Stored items
==================================================
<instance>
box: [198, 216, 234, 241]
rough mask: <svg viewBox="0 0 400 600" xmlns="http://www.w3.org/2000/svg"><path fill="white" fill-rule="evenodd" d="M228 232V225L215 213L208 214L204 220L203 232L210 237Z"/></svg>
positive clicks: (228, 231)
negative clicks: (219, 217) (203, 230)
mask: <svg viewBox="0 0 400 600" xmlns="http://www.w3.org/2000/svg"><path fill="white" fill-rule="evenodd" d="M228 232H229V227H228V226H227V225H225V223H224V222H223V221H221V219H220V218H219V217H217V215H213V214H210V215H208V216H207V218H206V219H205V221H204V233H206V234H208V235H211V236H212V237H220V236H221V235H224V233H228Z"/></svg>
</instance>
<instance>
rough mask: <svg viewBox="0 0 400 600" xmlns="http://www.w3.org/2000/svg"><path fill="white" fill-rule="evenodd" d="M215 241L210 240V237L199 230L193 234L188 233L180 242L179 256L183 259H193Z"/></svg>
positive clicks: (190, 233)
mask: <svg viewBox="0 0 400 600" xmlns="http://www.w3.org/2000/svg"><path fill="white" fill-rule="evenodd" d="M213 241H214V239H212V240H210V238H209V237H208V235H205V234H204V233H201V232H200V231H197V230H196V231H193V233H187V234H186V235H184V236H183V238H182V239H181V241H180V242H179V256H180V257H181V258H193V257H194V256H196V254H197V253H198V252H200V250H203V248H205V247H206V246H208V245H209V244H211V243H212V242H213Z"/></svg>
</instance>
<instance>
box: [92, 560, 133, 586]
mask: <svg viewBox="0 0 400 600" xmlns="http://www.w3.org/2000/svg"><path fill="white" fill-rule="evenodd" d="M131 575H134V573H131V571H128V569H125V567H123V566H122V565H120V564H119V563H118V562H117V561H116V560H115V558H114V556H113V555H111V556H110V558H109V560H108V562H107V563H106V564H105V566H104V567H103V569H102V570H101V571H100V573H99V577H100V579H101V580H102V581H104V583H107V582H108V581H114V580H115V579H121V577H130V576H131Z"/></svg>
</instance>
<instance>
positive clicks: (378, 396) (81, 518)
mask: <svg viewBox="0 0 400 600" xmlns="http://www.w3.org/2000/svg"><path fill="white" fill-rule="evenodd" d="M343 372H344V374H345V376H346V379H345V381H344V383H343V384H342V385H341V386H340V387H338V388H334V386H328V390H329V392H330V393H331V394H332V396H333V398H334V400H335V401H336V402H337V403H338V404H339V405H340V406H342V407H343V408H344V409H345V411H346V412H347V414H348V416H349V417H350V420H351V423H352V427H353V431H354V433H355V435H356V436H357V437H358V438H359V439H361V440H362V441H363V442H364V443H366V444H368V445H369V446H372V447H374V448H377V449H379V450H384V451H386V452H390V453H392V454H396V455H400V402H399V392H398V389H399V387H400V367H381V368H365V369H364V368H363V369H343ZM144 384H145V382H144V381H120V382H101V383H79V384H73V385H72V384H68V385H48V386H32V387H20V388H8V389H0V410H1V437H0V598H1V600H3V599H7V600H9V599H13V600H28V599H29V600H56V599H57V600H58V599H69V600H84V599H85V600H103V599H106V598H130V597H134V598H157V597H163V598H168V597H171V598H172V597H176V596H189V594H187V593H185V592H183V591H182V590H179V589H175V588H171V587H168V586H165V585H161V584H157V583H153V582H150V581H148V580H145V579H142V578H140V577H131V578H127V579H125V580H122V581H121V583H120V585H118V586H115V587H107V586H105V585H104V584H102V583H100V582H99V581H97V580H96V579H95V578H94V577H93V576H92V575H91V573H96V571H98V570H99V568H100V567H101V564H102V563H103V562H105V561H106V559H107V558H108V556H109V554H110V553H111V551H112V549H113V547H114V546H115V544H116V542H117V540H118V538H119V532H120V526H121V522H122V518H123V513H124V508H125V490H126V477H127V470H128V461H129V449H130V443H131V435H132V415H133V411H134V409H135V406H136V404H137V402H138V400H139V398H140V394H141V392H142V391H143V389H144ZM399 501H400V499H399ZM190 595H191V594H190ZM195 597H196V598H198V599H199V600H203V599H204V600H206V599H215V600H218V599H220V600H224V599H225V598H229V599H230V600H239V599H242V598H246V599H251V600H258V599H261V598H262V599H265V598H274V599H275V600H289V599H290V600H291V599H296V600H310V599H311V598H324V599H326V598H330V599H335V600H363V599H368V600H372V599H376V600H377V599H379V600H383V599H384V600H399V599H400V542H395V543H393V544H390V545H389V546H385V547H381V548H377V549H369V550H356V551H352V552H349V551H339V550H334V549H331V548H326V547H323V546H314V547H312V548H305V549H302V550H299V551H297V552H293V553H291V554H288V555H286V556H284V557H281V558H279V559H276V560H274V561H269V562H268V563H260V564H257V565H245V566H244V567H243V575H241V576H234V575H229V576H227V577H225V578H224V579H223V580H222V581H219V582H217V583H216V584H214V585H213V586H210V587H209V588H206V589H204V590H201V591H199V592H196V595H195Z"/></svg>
==================================================
TASK DIRECTIONS – Copy every entry exactly.

ANSWER BELOW –
<instance>
box: [198, 216, 234, 241]
rough mask: <svg viewBox="0 0 400 600" xmlns="http://www.w3.org/2000/svg"><path fill="white" fill-rule="evenodd" d="M228 232V225L215 213L208 214L204 220L203 232L210 237Z"/></svg>
positive clicks: (228, 231)
negative clicks: (219, 217) (203, 230)
mask: <svg viewBox="0 0 400 600" xmlns="http://www.w3.org/2000/svg"><path fill="white" fill-rule="evenodd" d="M228 232H229V227H228V226H227V225H225V223H224V222H223V221H221V219H220V218H219V217H217V215H213V214H210V215H208V216H207V218H206V219H205V221H204V233H206V234H208V235H211V236H212V237H220V236H221V235H224V233H228Z"/></svg>
</instance>
<instance>
rough mask: <svg viewBox="0 0 400 600" xmlns="http://www.w3.org/2000/svg"><path fill="white" fill-rule="evenodd" d="M215 241L210 240V237L199 230L193 234L188 233L180 242L179 256L183 259H193Z"/></svg>
positive clicks: (190, 233)
mask: <svg viewBox="0 0 400 600" xmlns="http://www.w3.org/2000/svg"><path fill="white" fill-rule="evenodd" d="M213 241H214V239H212V240H210V238H209V237H208V235H205V234H204V233H201V232H200V231H197V230H196V231H193V233H187V234H186V235H184V236H183V238H182V239H181V241H180V242H179V256H180V257H181V258H193V257H194V256H196V254H197V253H198V252H200V250H203V248H205V247H206V246H208V245H209V244H211V243H212V242H213Z"/></svg>
</instance>
<instance>
box: [92, 560, 133, 586]
mask: <svg viewBox="0 0 400 600" xmlns="http://www.w3.org/2000/svg"><path fill="white" fill-rule="evenodd" d="M131 575H134V573H131V571H128V569H125V567H123V566H122V565H120V564H119V563H118V562H117V561H116V560H115V558H114V556H113V555H111V556H110V558H109V560H108V562H107V563H106V564H105V566H104V567H103V569H102V570H101V571H100V573H99V577H100V579H101V580H102V581H104V583H107V582H108V581H114V580H115V579H121V577H130V576H131Z"/></svg>
</instance>
<instance>
positive clicks: (378, 396) (81, 518)
mask: <svg viewBox="0 0 400 600" xmlns="http://www.w3.org/2000/svg"><path fill="white" fill-rule="evenodd" d="M343 372H344V374H345V376H346V379H345V381H344V383H343V384H342V385H341V386H340V387H338V388H334V386H328V390H329V392H330V393H331V394H332V396H333V398H334V400H335V401H336V402H337V403H338V404H339V405H340V406H342V407H343V408H344V409H345V411H346V412H347V414H348V416H349V417H350V420H351V423H352V427H353V431H354V433H355V435H356V436H357V437H358V438H359V439H361V440H362V441H363V442H364V443H366V444H368V445H369V446H372V447H374V448H377V449H379V450H384V451H386V452H390V453H392V454H396V455H400V402H399V392H398V389H399V387H400V367H381V368H365V369H364V368H363V369H343ZM144 384H145V382H144V381H120V382H101V383H79V384H73V385H72V384H68V385H48V386H32V387H20V388H8V389H0V410H1V437H0V598H1V600H3V599H7V600H9V599H13V600H28V599H29V600H56V599H57V600H58V599H69V600H84V599H85V600H103V599H106V598H130V597H134V598H157V597H163V598H168V597H171V598H172V597H176V596H189V594H187V593H185V592H183V591H182V590H179V589H175V588H171V587H168V586H165V585H161V584H157V583H153V582H150V581H148V580H145V579H142V578H140V577H131V578H127V579H125V580H122V581H121V583H120V585H118V586H115V587H107V586H105V585H104V584H102V583H100V582H99V581H97V580H96V579H95V578H94V577H93V576H92V575H91V573H96V571H98V570H99V568H100V567H101V564H102V563H103V562H105V561H106V559H107V558H108V556H109V554H110V553H111V551H112V549H113V547H114V546H115V544H116V542H117V540H118V538H119V532H120V526H121V522H122V518H123V513H124V508H125V490H126V477H127V470H128V461H129V449H130V443H131V435H132V415H133V411H134V409H135V406H136V404H137V402H138V400H139V398H140V394H141V392H142V391H143V389H144ZM399 501H400V499H399ZM190 595H191V594H190ZM195 597H196V598H198V599H199V600H203V599H204V600H206V599H215V600H218V599H220V600H224V599H225V598H229V599H230V600H239V599H242V598H246V599H251V600H258V599H261V598H262V599H265V598H274V599H275V600H289V599H290V600H291V599H296V600H310V599H311V598H324V599H326V598H330V599H335V600H363V599H368V600H372V599H376V600H377V599H379V600H383V599H384V600H399V599H400V542H395V543H393V544H390V545H389V546H385V547H381V548H377V549H369V550H356V551H352V552H349V551H339V550H334V549H331V548H326V547H323V546H314V547H312V548H305V549H302V550H299V551H297V552H293V553H291V554H288V555H286V556H284V557H281V558H279V559H276V560H274V561H269V562H268V563H260V564H257V565H245V566H244V567H243V575H241V576H234V575H229V576H227V577H225V578H224V579H223V580H222V581H219V582H217V583H216V584H214V585H213V586H210V587H209V588H206V589H204V590H201V591H199V592H196V595H195Z"/></svg>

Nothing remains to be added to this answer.